Exercise> Without carrying over a single picture, write out the records below exactly.
########################################
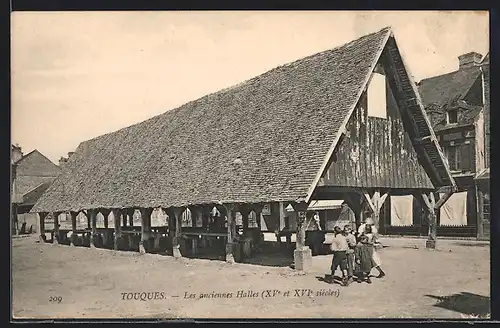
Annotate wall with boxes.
[482,64,490,168]
[436,127,476,173]
[322,68,434,189]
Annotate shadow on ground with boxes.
[425,292,490,317]
[453,242,490,248]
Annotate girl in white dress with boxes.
[364,224,386,278]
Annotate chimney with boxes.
[458,52,482,70]
[59,157,68,167]
[12,144,23,163]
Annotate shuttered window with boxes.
[445,145,459,171]
[460,143,472,171]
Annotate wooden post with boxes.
[122,213,127,227]
[100,209,111,247]
[360,189,389,231]
[112,209,122,251]
[103,212,109,229]
[476,185,485,240]
[189,206,200,255]
[421,193,437,249]
[291,202,312,272]
[344,193,363,230]
[89,209,97,248]
[165,207,184,258]
[139,208,153,254]
[52,212,61,244]
[223,204,235,264]
[127,209,134,227]
[254,204,263,231]
[421,191,453,249]
[38,212,48,243]
[279,202,285,232]
[70,211,78,246]
[85,211,91,229]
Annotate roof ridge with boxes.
[80,26,393,145]
[419,66,481,83]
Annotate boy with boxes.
[343,225,357,282]
[330,226,349,286]
[355,235,373,283]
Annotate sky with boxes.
[11,11,489,164]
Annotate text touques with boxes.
[120,289,339,301]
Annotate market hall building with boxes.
[31,27,456,271]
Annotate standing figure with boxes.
[354,235,374,283]
[364,224,386,278]
[343,225,357,283]
[357,217,378,237]
[329,226,350,286]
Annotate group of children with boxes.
[329,218,386,286]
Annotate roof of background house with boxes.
[426,102,484,132]
[418,66,482,109]
[418,52,489,131]
[31,27,454,213]
[13,150,61,205]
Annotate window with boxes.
[445,145,460,171]
[447,109,458,124]
[367,72,387,119]
[483,195,490,223]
########################################
Output of the task>
Annotate wall with boxes.
[482,64,490,168]
[436,127,476,173]
[322,68,434,189]
Annotate shadow on ground with boxes.
[425,292,490,317]
[453,242,490,248]
Annotate girl in white dress with boxes.
[364,224,386,278]
Annotate chimney with boxes.
[458,52,482,70]
[59,157,68,167]
[12,144,23,163]
Annotate shuttered window with boxes.
[445,145,459,171]
[460,143,472,171]
Annotate wooden post with boxes.
[122,213,127,227]
[100,209,111,247]
[360,189,389,231]
[112,209,122,251]
[103,212,109,229]
[476,185,485,240]
[189,206,200,255]
[421,193,437,249]
[291,202,312,272]
[344,193,363,230]
[89,209,97,248]
[165,207,184,258]
[139,208,153,254]
[52,212,61,244]
[223,204,235,264]
[127,209,134,227]
[254,204,263,231]
[421,191,453,249]
[38,212,48,243]
[279,202,285,232]
[70,211,78,246]
[85,211,91,229]
Annotate roof ridge with boxes.
[80,26,393,145]
[419,66,481,83]
Annotate boy with boxes.
[343,225,357,282]
[330,226,349,286]
[355,235,373,283]
Annotate sky with boxes.
[11,11,489,164]
Annotate text touques with boxes.
[120,289,339,301]
Annotate market hall building with boxes.
[31,27,456,271]
Annotate standing figure with boxes.
[354,235,374,283]
[364,224,386,278]
[343,225,357,283]
[357,217,378,237]
[329,226,350,286]
Annotate group of children with boxes.
[329,218,386,286]
Annotate roof of background house with boxes.
[426,102,484,132]
[418,66,482,109]
[418,52,489,131]
[31,27,454,213]
[13,150,61,205]
Annotate window with boxes.
[445,145,460,171]
[447,109,458,124]
[367,72,387,119]
[483,195,490,223]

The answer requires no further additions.